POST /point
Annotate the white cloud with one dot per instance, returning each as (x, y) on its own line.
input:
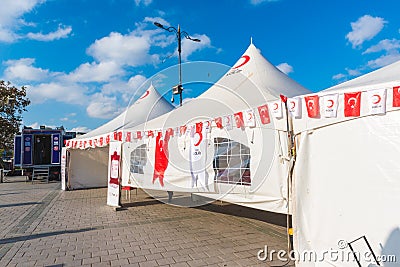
(103, 107)
(384, 45)
(384, 60)
(285, 68)
(36, 125)
(126, 90)
(189, 47)
(61, 32)
(143, 2)
(10, 14)
(132, 49)
(339, 76)
(364, 29)
(96, 72)
(53, 91)
(80, 129)
(23, 70)
(350, 73)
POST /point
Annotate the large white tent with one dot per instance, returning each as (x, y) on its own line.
(246, 166)
(88, 157)
(347, 175)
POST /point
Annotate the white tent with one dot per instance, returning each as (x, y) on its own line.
(347, 175)
(245, 166)
(88, 157)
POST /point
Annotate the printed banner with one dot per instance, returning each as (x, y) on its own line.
(276, 109)
(249, 118)
(239, 119)
(161, 157)
(294, 107)
(352, 104)
(331, 105)
(377, 101)
(114, 172)
(396, 96)
(264, 114)
(312, 104)
(228, 122)
(198, 151)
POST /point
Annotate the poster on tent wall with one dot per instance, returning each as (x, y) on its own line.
(63, 168)
(114, 172)
(198, 156)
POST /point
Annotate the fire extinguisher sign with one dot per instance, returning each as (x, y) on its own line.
(114, 173)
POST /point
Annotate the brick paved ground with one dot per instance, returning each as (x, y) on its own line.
(40, 225)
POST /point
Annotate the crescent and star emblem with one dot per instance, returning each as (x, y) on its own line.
(246, 59)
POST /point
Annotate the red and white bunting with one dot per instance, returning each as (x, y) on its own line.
(294, 107)
(218, 122)
(264, 114)
(139, 135)
(276, 109)
(239, 119)
(150, 133)
(128, 136)
(182, 130)
(396, 96)
(228, 122)
(377, 101)
(249, 118)
(330, 105)
(312, 104)
(352, 104)
(207, 126)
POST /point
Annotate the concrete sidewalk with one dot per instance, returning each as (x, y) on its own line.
(40, 225)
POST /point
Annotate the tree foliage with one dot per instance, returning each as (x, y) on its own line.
(13, 103)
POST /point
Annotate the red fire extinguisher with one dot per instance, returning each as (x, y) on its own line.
(114, 173)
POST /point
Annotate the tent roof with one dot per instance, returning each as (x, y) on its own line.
(383, 75)
(251, 82)
(149, 106)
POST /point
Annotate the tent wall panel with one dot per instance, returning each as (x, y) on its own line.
(347, 184)
(88, 168)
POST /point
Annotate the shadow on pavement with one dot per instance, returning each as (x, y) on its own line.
(19, 204)
(34, 236)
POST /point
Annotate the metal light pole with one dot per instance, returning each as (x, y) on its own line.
(177, 89)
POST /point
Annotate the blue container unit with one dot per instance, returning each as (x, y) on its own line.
(39, 148)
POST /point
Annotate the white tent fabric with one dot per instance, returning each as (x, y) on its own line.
(89, 167)
(253, 81)
(346, 180)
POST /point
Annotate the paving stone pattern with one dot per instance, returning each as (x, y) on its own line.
(40, 225)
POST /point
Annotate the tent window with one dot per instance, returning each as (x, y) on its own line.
(231, 162)
(138, 159)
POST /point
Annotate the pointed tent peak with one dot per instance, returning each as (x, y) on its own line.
(265, 75)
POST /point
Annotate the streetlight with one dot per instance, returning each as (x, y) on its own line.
(177, 89)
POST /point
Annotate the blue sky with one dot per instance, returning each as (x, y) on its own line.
(83, 60)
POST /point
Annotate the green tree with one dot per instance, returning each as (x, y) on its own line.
(13, 102)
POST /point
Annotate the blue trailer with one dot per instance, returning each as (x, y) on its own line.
(38, 152)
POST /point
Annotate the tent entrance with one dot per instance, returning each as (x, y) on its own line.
(42, 149)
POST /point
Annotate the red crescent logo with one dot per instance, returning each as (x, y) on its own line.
(145, 94)
(310, 104)
(352, 99)
(246, 59)
(378, 97)
(201, 138)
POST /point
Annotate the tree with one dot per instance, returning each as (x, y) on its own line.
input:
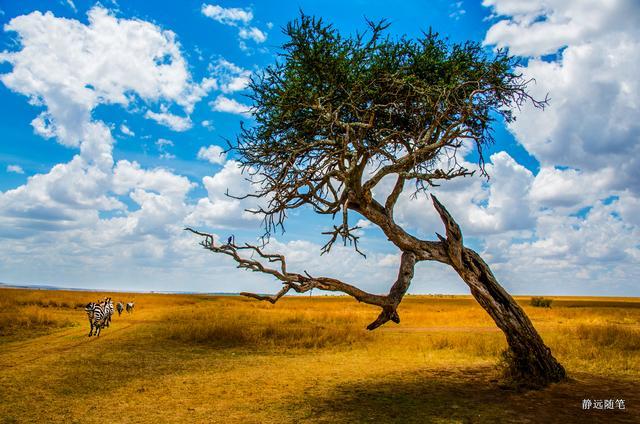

+-------+

- _TASK OBJECTIVE_
Write out every record above exactly, leaving no picture in the result.

- _RESPONSE FOR THIS EXERCISE_
POST /point
Annotate the white cloud with one dot per instance, returning each as (x, y) on its own line.
input:
(103, 107)
(384, 45)
(384, 60)
(285, 68)
(36, 125)
(126, 90)
(189, 47)
(61, 32)
(143, 2)
(10, 14)
(132, 49)
(339, 76)
(364, 29)
(96, 72)
(53, 91)
(80, 129)
(23, 70)
(350, 73)
POST /point
Annotate the large white tent with one dot per instance, returning each as (x, y) on its own line.
(246, 166)
(88, 157)
(347, 175)
POST /point
Annotate the white tent with one dot per instance, returning each as (x, y) on its own line.
(347, 175)
(245, 166)
(88, 157)
POST /point
Annotate the printed banner with one dot per instance, returning each as (x, y) on its own line.
(276, 109)
(249, 118)
(239, 119)
(161, 157)
(294, 107)
(352, 104)
(331, 105)
(377, 101)
(114, 172)
(396, 96)
(264, 114)
(312, 104)
(228, 122)
(198, 151)
POST /point
Annotate the poster on tent wall with one dot per instance, returning each as (x, y) on its own line.
(63, 168)
(114, 172)
(198, 156)
POST /point
Annotate the fire extinguisher sign with one dot per instance, returning each as (x, y) on its own line.
(114, 173)
POST /point
Annotate the brick paved ground with one dot per instance, returning each as (x, y) on its own line.
(40, 225)
POST /point
Annotate the crescent and star emblem with one dot per instance, returning each as (x, y) on its own line.
(246, 59)
POST /point
Annotate the red and white bunting with one dot per instance, returning each as (x, y) on its own line.
(294, 107)
(218, 122)
(264, 114)
(139, 135)
(276, 109)
(239, 119)
(150, 133)
(128, 136)
(182, 130)
(396, 96)
(228, 122)
(377, 101)
(249, 118)
(330, 105)
(312, 104)
(352, 104)
(207, 126)
POST /point
Annotate the concrete sidewalk with one dot per instance, returning each as (x, y) on its own line.
(40, 225)
POST /point
Annotate the tree foliage with one dot per instance, returning each as (x, y) on its own line.
(13, 103)
POST /point
Annotate the red fire extinguisher with one dot per instance, returning each as (x, y) on its own line.
(114, 173)
POST /point
Annotate the tent roof with one dot per instance, returning each as (x, y) on its own line.
(383, 75)
(251, 82)
(149, 106)
POST /point
Annotate the tent wall panel with one dot per instance, returning each as (x, y) on its own line.
(347, 184)
(88, 168)
POST /point
Annotate the shadow on pavement with one dot per instance, returning each as (x, y) on its own line.
(19, 204)
(34, 236)
POST /point
Annotate the metal light pole with one dot per instance, returning each as (x, y) on its own line.
(177, 89)
POST /point
Annotate the blue container unit with one dot per instance, returning each as (x, y) on its own line.
(39, 148)
POST /point
Annotate the white tent fabric with one dot per instance, returning each as (x, y) on its own line.
(89, 167)
(253, 81)
(346, 180)
POST /point
Annotate the paving stone pattern with one dot per instance, returning each as (x, y) on its own line.
(40, 225)
POST /point
Annotate the tent window with one dot per instance, returning each as (x, y) on its own line.
(231, 162)
(138, 159)
POST /point
Annotate the pointed tent peak with one dot per instance, returning each as (x, y) on its own line.
(265, 75)
POST /point
Annotate the streetlight with one dot per instance, returning each as (x, y) on its own line.
(177, 89)
POST /point
Annotate the blue sky with one dot per instance, returning each as (x, y) on its own line.
(83, 60)
POST /point
Annotate the green tree with one dot per instance, returning each as (x, y) on its own line.
(13, 102)
POST /point
Annotate the blue trailer with one dot per instance, returning each as (x, y) on its own line.
(38, 152)
POST /point
Annotate the tent entrance with one dot per instance, returning each as (x, y) on its own line.
(42, 149)
POST /point
Annotate the red crescent logo with one dot per instance, returning each as (x, y) on its own line.
(145, 94)
(310, 104)
(352, 99)
(246, 59)
(378, 97)
(201, 138)
POST /point
Annotate the tree with one dot per instance, returning each as (x, y) on its own line.
input:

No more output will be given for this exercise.